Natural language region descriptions
····················

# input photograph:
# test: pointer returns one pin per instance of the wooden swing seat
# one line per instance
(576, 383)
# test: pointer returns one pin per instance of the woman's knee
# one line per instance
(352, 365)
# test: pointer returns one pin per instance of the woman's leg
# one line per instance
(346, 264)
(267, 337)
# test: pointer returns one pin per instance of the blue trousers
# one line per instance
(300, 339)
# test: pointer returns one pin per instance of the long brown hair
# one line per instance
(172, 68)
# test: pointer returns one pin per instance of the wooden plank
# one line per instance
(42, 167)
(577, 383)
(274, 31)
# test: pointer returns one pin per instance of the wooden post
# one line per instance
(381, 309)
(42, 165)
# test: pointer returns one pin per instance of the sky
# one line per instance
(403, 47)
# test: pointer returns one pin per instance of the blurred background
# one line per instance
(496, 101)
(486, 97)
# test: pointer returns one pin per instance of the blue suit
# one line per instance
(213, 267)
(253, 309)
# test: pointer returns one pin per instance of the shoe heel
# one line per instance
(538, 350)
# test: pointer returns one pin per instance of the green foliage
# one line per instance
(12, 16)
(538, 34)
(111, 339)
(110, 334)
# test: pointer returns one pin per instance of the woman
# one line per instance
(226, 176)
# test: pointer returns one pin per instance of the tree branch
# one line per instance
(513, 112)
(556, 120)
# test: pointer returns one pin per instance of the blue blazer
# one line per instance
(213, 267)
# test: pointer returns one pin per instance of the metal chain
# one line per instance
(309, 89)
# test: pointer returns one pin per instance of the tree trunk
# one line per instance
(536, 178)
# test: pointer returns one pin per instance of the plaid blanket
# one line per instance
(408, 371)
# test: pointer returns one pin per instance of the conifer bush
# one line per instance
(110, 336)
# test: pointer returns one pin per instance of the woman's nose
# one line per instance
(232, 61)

····················

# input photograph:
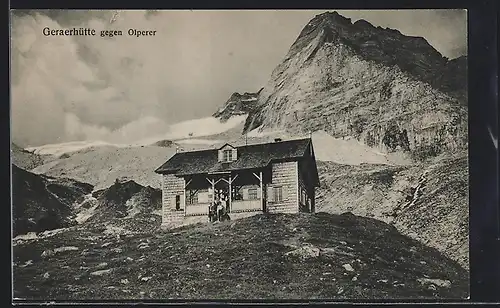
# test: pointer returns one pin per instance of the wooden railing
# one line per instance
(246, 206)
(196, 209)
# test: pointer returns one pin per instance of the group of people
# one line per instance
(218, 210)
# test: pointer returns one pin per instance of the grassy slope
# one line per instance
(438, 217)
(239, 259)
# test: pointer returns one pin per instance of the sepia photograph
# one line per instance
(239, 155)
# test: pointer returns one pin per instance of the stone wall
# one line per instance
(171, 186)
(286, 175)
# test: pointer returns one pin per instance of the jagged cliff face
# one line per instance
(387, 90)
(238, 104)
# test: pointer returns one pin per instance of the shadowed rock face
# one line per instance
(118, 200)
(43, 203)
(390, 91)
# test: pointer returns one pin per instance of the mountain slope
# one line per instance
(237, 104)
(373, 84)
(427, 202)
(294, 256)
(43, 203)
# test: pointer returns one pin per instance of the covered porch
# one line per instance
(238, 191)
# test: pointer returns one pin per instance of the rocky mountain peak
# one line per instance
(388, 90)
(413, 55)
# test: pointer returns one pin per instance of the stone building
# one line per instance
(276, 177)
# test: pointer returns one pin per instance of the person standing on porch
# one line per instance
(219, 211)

····················

Instructions for the task.
Using the entries above, return exactly the lines from the line with "the woman's knee" to the line with "the woman's nose", counting both of those lines.

Response to this exercise.
# test: pointer returns one pin per instance of the woman's knee
# one line per instance
(352, 365)
# test: pointer returns one pin per instance of the woman's leg
# one line per instance
(346, 264)
(267, 337)
# test: pointer returns one pin per instance of the blue trousers
# one line per instance
(300, 339)
# test: pointer returns one pin per instance of the long brown hair
# one line per instance
(172, 68)
# test: pointer returns one pin per instance of the wooden plank
# one line per instance
(42, 167)
(577, 383)
(274, 31)
# test: pointer returns one pin per instance of the wooden post
# one line per instance
(381, 309)
(42, 165)
# test: pointer returns one pin per instance of the sky
# one line per instance
(403, 47)
# test: pointer returns one pin per instance of the blurred background
# one line per instance
(496, 101)
(486, 97)
# test: pointer returns one pin per instance of the blue suit
# one line per instance
(213, 267)
(253, 309)
# test: pointer returns one pin per instance of the shoe heel
# one line per instance
(538, 350)
# test: pointer returns one pin per instance of the green foliage
# one line per instance
(12, 16)
(538, 34)
(111, 339)
(110, 334)
# test: pointer returns one pin per instance of the woman
# one line per instance
(226, 176)
# test: pointer returns one pin per instance of the tree branch
# one line per instance
(513, 112)
(556, 120)
# test: pointer returns one pin per instance of the blue blazer
# one line per instance
(213, 267)
# test: pointer returns one pin per instance of the metal chain
# one line per instance
(309, 89)
# test: pointer returns one pin per instance of the tree trunk
# one line per instance
(536, 178)
# test: pointer returns one pin per instance of the plaid blanket
# one line per instance
(408, 371)
# test: pointer returns one pin per instance of the conifer bush
# one line per instance
(110, 336)
# test: pointer returns one pin per instance of the woman's nose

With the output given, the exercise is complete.